Material provided:
= = = = =

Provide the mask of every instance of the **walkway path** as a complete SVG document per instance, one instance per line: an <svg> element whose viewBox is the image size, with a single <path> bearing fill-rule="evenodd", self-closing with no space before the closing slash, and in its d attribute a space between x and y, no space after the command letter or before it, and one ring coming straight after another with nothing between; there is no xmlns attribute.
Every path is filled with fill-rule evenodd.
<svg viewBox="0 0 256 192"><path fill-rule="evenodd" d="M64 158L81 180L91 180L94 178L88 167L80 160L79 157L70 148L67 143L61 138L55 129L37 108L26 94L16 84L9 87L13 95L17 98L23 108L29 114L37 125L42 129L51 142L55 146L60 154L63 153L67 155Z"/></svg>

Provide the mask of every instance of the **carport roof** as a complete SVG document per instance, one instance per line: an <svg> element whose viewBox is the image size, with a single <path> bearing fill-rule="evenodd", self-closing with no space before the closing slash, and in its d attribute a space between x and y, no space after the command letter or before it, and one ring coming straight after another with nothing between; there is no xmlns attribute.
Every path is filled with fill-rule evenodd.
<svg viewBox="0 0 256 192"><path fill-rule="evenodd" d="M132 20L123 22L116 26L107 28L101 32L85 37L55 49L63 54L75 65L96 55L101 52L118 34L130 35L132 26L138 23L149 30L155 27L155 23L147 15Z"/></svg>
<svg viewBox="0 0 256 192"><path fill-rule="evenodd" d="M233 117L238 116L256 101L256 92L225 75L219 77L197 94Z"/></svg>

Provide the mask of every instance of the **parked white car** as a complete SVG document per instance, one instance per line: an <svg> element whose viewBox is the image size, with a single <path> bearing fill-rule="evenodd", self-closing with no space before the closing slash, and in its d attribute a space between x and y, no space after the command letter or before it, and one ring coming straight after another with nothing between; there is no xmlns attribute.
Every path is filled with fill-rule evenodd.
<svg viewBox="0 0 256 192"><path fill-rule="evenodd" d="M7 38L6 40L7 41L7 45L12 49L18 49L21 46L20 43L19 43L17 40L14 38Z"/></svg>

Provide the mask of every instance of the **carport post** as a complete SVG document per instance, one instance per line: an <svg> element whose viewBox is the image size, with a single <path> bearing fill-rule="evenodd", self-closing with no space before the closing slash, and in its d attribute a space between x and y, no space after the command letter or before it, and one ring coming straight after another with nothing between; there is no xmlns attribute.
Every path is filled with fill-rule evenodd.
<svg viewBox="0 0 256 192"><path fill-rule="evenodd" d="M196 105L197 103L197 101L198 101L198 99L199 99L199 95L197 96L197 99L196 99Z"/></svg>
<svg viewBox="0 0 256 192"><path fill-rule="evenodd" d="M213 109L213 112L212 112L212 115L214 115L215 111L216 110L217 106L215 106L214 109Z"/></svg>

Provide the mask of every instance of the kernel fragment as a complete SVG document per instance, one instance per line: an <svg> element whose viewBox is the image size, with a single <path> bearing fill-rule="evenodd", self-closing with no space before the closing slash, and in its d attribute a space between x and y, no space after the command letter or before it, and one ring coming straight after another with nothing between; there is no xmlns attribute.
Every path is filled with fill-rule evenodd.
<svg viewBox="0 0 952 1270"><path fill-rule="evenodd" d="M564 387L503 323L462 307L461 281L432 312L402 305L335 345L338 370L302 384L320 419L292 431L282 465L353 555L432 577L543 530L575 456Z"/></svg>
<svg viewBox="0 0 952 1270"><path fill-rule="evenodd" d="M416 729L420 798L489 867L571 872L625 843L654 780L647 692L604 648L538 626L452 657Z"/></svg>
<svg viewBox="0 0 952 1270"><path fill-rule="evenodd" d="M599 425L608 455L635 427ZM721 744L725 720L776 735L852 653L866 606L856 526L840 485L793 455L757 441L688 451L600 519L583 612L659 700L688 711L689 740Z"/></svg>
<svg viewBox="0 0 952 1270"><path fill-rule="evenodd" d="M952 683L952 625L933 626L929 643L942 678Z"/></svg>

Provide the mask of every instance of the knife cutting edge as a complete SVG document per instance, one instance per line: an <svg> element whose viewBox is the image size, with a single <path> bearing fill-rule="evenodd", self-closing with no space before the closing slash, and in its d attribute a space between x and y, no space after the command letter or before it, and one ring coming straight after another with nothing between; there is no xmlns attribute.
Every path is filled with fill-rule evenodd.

= = = = =

Work to be completed: Your task is to return, exactly and on their own, the lines from the one containing "Provide the mask of every instance of the kernel" through the last line of the listing.

Task solution:
Provide the mask of every instance of the kernel fragment as a complete SVG document per instance, one instance per line: an <svg> element whose viewBox is the image size, with a single <path> bearing fill-rule="evenodd", self-closing with no space before the closing slash, and in its d attribute a space between x and y, no space after the command letter or before it, and one ring coming straight after another with nothing between; there is no xmlns attribute.
Every path is filled with fill-rule evenodd.
<svg viewBox="0 0 952 1270"><path fill-rule="evenodd" d="M564 387L503 323L462 307L461 281L432 312L402 305L335 345L338 370L302 384L320 419L292 431L282 465L353 555L432 577L543 530L575 456Z"/></svg>
<svg viewBox="0 0 952 1270"><path fill-rule="evenodd" d="M416 729L420 798L489 867L571 872L625 843L654 780L647 692L604 648L538 626L452 657Z"/></svg>
<svg viewBox="0 0 952 1270"><path fill-rule="evenodd" d="M599 425L608 455L635 427ZM721 744L725 720L776 735L852 653L866 606L856 526L840 485L793 455L757 441L688 451L600 519L583 612L659 700L688 711L689 740Z"/></svg>
<svg viewBox="0 0 952 1270"><path fill-rule="evenodd" d="M952 683L952 625L933 626L929 643L942 678Z"/></svg>

Provide the mask of every instance of the knife cutting edge as a complete SVG document per instance, one instance per line: an <svg> element whose viewBox is the image size, with a single <path> bearing fill-rule="evenodd", self-closing with no space before the closing slash, and in its d attribute a space between x and y, no space after the command letter or before it, and one ring coming straight after another with nothing between; there is no xmlns attribute.
Every path is filled with fill-rule evenodd.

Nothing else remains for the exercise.